Task objective:
Which lines in the listing below contain the string "brown"? Case counts. List every such line in full.

Provided information:
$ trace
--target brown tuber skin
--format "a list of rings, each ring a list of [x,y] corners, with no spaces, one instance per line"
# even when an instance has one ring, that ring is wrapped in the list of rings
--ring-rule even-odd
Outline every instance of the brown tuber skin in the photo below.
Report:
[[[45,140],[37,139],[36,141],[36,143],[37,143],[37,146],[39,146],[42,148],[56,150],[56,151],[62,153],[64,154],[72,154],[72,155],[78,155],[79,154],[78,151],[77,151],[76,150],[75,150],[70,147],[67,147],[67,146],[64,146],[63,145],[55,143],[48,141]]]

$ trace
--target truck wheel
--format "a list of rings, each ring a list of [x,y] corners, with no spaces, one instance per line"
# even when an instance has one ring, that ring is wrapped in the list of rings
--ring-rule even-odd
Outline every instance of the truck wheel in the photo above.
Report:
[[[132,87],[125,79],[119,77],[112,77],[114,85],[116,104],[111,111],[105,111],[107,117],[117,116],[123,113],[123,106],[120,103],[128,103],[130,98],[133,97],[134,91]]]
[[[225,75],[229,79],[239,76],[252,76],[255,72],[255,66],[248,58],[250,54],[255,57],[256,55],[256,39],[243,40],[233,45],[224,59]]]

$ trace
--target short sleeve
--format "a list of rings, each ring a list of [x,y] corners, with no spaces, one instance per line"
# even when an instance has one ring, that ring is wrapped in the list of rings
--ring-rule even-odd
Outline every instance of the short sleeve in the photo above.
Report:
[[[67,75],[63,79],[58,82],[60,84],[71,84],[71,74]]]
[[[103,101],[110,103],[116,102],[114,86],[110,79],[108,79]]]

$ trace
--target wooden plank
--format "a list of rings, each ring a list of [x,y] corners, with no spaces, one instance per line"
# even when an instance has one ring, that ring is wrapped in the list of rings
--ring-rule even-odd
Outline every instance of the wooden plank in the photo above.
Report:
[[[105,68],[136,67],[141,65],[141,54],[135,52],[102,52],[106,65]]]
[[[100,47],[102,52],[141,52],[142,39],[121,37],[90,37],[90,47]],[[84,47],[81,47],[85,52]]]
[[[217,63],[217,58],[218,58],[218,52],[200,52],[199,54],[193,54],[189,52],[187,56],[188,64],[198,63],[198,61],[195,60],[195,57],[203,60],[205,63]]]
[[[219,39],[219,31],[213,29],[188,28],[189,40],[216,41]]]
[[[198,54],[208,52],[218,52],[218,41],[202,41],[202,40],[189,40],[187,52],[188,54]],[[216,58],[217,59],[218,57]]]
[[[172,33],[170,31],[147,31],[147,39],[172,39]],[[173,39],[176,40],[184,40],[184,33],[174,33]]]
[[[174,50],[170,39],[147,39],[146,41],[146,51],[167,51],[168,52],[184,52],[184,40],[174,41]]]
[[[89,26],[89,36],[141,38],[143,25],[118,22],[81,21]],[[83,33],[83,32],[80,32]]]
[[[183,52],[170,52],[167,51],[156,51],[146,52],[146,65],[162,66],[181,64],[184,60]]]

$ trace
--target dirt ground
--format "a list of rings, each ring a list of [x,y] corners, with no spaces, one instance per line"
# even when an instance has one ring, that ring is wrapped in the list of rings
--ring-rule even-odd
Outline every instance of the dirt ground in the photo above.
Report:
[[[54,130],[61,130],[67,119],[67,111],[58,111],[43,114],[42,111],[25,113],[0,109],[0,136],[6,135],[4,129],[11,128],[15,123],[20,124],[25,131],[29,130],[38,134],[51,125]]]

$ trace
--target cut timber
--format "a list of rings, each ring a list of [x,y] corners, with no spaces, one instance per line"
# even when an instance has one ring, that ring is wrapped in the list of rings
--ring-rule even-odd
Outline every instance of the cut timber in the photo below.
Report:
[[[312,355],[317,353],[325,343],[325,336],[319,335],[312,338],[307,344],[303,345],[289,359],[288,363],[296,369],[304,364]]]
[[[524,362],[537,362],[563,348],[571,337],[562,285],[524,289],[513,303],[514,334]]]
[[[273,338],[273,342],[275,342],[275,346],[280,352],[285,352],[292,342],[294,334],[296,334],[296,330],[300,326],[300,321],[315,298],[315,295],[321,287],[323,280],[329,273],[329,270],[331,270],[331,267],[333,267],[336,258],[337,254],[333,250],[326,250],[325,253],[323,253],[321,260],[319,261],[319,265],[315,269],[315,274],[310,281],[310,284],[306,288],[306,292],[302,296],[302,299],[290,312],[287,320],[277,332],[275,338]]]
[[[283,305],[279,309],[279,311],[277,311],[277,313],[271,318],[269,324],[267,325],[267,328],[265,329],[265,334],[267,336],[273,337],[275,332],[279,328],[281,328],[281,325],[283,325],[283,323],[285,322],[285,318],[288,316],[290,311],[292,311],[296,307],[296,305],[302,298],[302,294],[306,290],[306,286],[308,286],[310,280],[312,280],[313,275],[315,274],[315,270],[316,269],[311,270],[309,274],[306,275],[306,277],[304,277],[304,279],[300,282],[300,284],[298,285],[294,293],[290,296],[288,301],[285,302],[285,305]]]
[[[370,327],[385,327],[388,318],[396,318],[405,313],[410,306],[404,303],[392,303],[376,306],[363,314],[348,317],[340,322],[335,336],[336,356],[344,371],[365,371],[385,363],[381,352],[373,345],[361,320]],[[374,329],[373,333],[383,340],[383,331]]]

Complete response:
--target brown tuber skin
Outline every instance of the brown tuber skin in the photo below.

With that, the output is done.